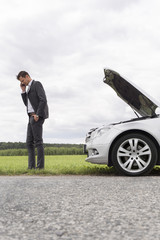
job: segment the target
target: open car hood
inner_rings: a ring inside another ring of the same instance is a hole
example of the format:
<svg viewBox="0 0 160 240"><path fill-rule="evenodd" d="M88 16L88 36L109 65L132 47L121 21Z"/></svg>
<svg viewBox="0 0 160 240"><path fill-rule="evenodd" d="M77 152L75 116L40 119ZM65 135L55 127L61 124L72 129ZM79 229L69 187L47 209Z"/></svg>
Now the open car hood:
<svg viewBox="0 0 160 240"><path fill-rule="evenodd" d="M142 93L131 82L125 80L119 73L104 69L104 82L112 87L117 95L124 100L131 108L143 117L156 116L155 110L159 105L155 104L150 97Z"/></svg>

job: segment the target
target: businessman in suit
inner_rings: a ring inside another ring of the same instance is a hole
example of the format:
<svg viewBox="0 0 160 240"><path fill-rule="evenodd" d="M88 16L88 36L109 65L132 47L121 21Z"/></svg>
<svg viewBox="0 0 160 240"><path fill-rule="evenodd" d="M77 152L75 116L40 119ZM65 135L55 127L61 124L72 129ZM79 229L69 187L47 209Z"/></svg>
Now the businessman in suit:
<svg viewBox="0 0 160 240"><path fill-rule="evenodd" d="M27 128L28 168L44 168L43 123L48 118L47 98L42 84L31 79L21 71L17 75L22 89L22 99L29 116ZM27 88L26 88L27 87ZM35 164L35 147L37 148L37 167Z"/></svg>

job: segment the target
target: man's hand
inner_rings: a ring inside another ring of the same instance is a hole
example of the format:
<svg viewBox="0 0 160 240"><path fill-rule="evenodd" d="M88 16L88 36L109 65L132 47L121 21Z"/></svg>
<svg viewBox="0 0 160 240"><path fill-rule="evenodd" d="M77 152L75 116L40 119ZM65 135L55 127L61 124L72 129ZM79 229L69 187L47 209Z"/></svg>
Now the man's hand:
<svg viewBox="0 0 160 240"><path fill-rule="evenodd" d="M34 121L35 121L35 122L38 122L39 116L35 114L35 115L33 115L33 117L34 117Z"/></svg>

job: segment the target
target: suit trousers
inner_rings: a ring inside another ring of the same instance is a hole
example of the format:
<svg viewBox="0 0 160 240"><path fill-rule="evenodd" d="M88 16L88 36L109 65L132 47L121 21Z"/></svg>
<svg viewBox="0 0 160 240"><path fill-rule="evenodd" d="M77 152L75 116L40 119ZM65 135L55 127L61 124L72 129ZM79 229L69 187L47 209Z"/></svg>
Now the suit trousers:
<svg viewBox="0 0 160 240"><path fill-rule="evenodd" d="M39 117L36 122L33 116L29 117L27 128L28 168L35 168L35 147L37 148L37 168L44 168L44 147L43 147L43 123L44 119Z"/></svg>

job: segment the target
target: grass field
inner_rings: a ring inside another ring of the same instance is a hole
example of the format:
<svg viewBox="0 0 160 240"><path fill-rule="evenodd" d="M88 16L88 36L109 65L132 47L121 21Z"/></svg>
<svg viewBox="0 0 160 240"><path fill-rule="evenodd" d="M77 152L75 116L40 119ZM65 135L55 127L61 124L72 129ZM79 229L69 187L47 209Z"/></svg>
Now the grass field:
<svg viewBox="0 0 160 240"><path fill-rule="evenodd" d="M27 156L0 156L0 175L105 175L113 168L85 162L84 155L45 157L44 170L28 170Z"/></svg>

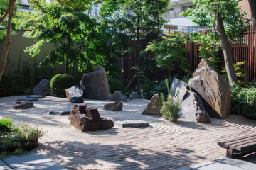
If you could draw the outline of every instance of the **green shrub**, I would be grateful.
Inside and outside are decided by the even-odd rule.
[[[14,125],[14,120],[4,118],[0,120],[0,136],[8,135],[11,133],[19,132],[19,129]]]
[[[122,93],[125,94],[125,86],[124,83],[121,80],[110,78],[108,79],[108,81],[111,93],[119,91]]]
[[[65,89],[75,85],[75,79],[70,75],[60,74],[54,76],[50,83],[51,89],[58,89],[58,94],[65,94]]]
[[[0,88],[11,88],[12,81],[9,76],[3,75],[0,81]],[[11,89],[1,89],[0,97],[10,96],[11,95]]]
[[[240,113],[249,117],[256,115],[256,88],[254,86],[242,88],[232,84],[231,95],[233,110],[238,110]]]

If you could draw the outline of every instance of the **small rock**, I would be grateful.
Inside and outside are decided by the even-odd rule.
[[[49,115],[70,115],[70,110],[59,110],[56,111],[50,111]]]
[[[116,121],[114,124],[117,126],[125,127],[146,127],[149,126],[149,123],[143,120],[124,120],[124,121]]]
[[[66,96],[68,99],[73,97],[82,97],[83,91],[78,86],[73,86],[70,88],[65,89]]]
[[[114,91],[112,96],[112,100],[114,101],[127,101],[127,97],[121,91]]]
[[[174,78],[170,87],[170,93],[172,96],[175,96],[177,87],[185,87],[186,89],[188,89],[188,84],[181,80]]]
[[[140,99],[139,95],[138,94],[138,92],[134,92],[132,93],[130,96],[129,96],[129,98],[130,100],[133,100],[133,99]]]
[[[29,101],[17,101],[14,102],[13,108],[17,109],[17,108],[29,108],[33,106],[33,102]]]
[[[149,101],[146,108],[142,112],[143,115],[158,115],[162,107],[161,99],[159,94],[155,94]]]
[[[35,88],[33,89],[33,94],[35,95],[46,95],[46,90],[44,89],[46,89],[47,84],[49,83],[49,80],[48,79],[43,79],[40,83],[35,86]]]
[[[83,99],[81,97],[73,97],[68,101],[73,103],[83,103]]]
[[[112,110],[112,111],[122,111],[123,103],[122,102],[116,101],[114,103],[107,103],[104,105],[103,110]]]
[[[17,101],[38,101],[38,100],[37,98],[19,98],[17,99]]]
[[[27,96],[27,98],[45,98],[46,96],[39,96],[39,95],[31,95]]]

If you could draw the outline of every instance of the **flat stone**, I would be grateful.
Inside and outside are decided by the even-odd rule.
[[[133,99],[140,99],[139,95],[138,94],[138,92],[134,92],[132,93],[130,96],[129,96],[129,99],[130,100],[133,100]]]
[[[175,93],[177,87],[179,88],[185,87],[186,89],[188,89],[188,84],[182,81],[181,80],[174,78],[173,81],[171,82],[170,87],[170,93],[172,96],[175,96]]]
[[[140,127],[146,127],[149,126],[149,123],[145,122],[141,120],[124,120],[124,121],[116,121],[115,125],[121,126],[123,128],[125,127],[134,127],[134,128],[140,128]]]
[[[81,97],[73,97],[68,101],[73,103],[83,103],[83,99]]]
[[[160,115],[160,110],[162,107],[161,99],[159,94],[155,94],[149,101],[146,108],[142,112],[143,115]]]
[[[40,95],[31,95],[27,96],[27,98],[45,98],[46,96],[40,96]]]
[[[33,89],[35,95],[46,95],[47,84],[49,83],[49,80],[43,79],[40,83],[36,85]]]
[[[82,97],[83,91],[80,86],[75,85],[65,89],[65,94],[67,98],[70,99],[73,97]]]
[[[114,101],[127,101],[127,97],[121,91],[114,91],[110,100]]]
[[[50,111],[49,115],[70,115],[70,110],[59,110],[56,111]]]
[[[38,100],[37,98],[19,98],[17,99],[17,101],[38,101]]]
[[[122,111],[123,103],[122,102],[116,101],[114,103],[107,103],[104,105],[103,110],[112,110],[112,111]]]
[[[93,72],[84,74],[80,81],[80,87],[84,91],[85,98],[107,100],[110,88],[104,67],[100,67]]]
[[[31,101],[17,101],[14,102],[13,108],[17,109],[17,108],[29,108],[33,106],[33,103]]]

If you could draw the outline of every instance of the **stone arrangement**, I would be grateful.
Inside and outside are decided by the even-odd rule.
[[[231,89],[228,81],[205,59],[189,80],[188,86],[198,94],[209,115],[225,118],[231,112]]]
[[[26,108],[31,108],[33,106],[33,102],[17,101],[17,102],[14,102],[14,106],[13,106],[13,108],[14,108],[14,109],[17,109],[17,108],[26,109]]]
[[[34,89],[33,89],[33,94],[35,95],[46,95],[46,91],[45,89],[47,87],[47,84],[49,83],[49,80],[48,79],[43,79],[40,83],[36,85]]]
[[[139,95],[138,94],[138,92],[134,92],[132,93],[130,96],[129,96],[129,99],[130,100],[134,100],[134,99],[140,99]]]
[[[127,101],[127,97],[121,91],[114,91],[109,94],[109,99],[114,101]]]
[[[161,99],[159,94],[155,94],[149,101],[146,108],[142,112],[144,115],[160,115],[160,110],[162,107]]]
[[[67,98],[70,99],[73,97],[82,97],[83,91],[80,86],[75,85],[65,89],[65,94]]]
[[[83,103],[84,101],[81,97],[73,97],[68,101],[73,103]]]
[[[104,105],[103,110],[112,110],[112,111],[122,111],[123,103],[122,102],[116,101]]]
[[[84,74],[80,87],[84,91],[84,98],[107,100],[110,88],[105,69],[100,67],[93,72]]]
[[[50,111],[49,115],[70,115],[70,110],[59,110],[55,111]]]
[[[82,132],[106,130],[114,127],[110,119],[100,116],[97,109],[87,108],[85,104],[75,105],[68,117],[70,125]]]

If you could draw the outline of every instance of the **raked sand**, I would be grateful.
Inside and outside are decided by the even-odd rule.
[[[142,114],[149,101],[124,102],[122,111],[102,110],[110,101],[85,100],[99,109],[101,117],[114,121],[142,120],[147,128],[114,127],[85,132],[70,125],[68,115],[50,115],[50,110],[71,109],[68,99],[46,96],[28,109],[13,109],[17,98],[0,98],[0,116],[17,123],[37,124],[48,132],[40,139],[37,151],[69,169],[180,169],[225,156],[217,142],[228,137],[255,132],[256,121],[231,115],[225,120],[212,118],[210,123],[186,120],[175,123],[159,116]]]

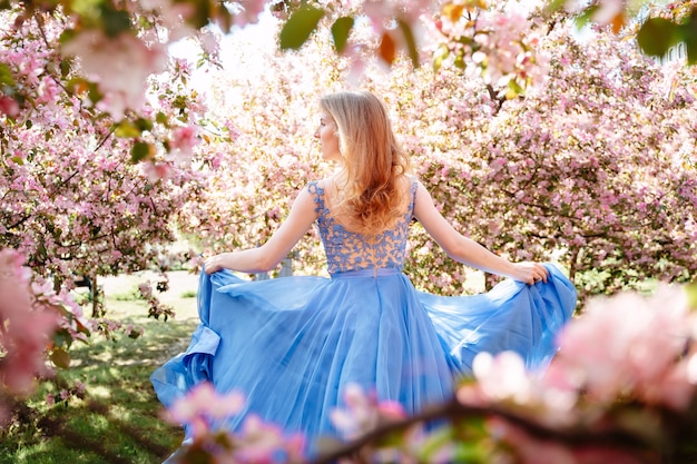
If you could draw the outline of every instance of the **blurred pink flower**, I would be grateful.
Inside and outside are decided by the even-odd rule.
[[[0,96],[0,115],[7,115],[11,118],[19,115],[19,103],[7,95]]]
[[[98,30],[85,30],[67,42],[62,52],[80,59],[82,70],[95,79],[105,99],[99,103],[114,119],[127,109],[145,105],[147,79],[165,70],[167,50],[159,43],[150,47],[132,33],[110,38]]]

○ ○ ○

Print the records from their start through the line containing "93L131 82L125 80L119", inclusive, character for character. Leave out the pictures.

OUTPUT:
job: segment the target
target: open car hood
inner_rings: a ring inside another ring of the same instance is a hole
example of the format:
<svg viewBox="0 0 160 240"><path fill-rule="evenodd" d="M88 16L88 36L109 65L132 47L121 21Z"/></svg>
<svg viewBox="0 0 160 240"><path fill-rule="evenodd" d="M77 152L75 116L40 119ZM65 135L55 127L61 124L72 129ZM79 229L69 187L47 209Z"/></svg>
Now the open car hood:
<svg viewBox="0 0 160 240"><path fill-rule="evenodd" d="M142 93L131 82L125 80L119 73L104 69L104 82L112 87L117 95L124 100L131 108L143 117L156 116L155 110L159 105L155 104L150 97Z"/></svg>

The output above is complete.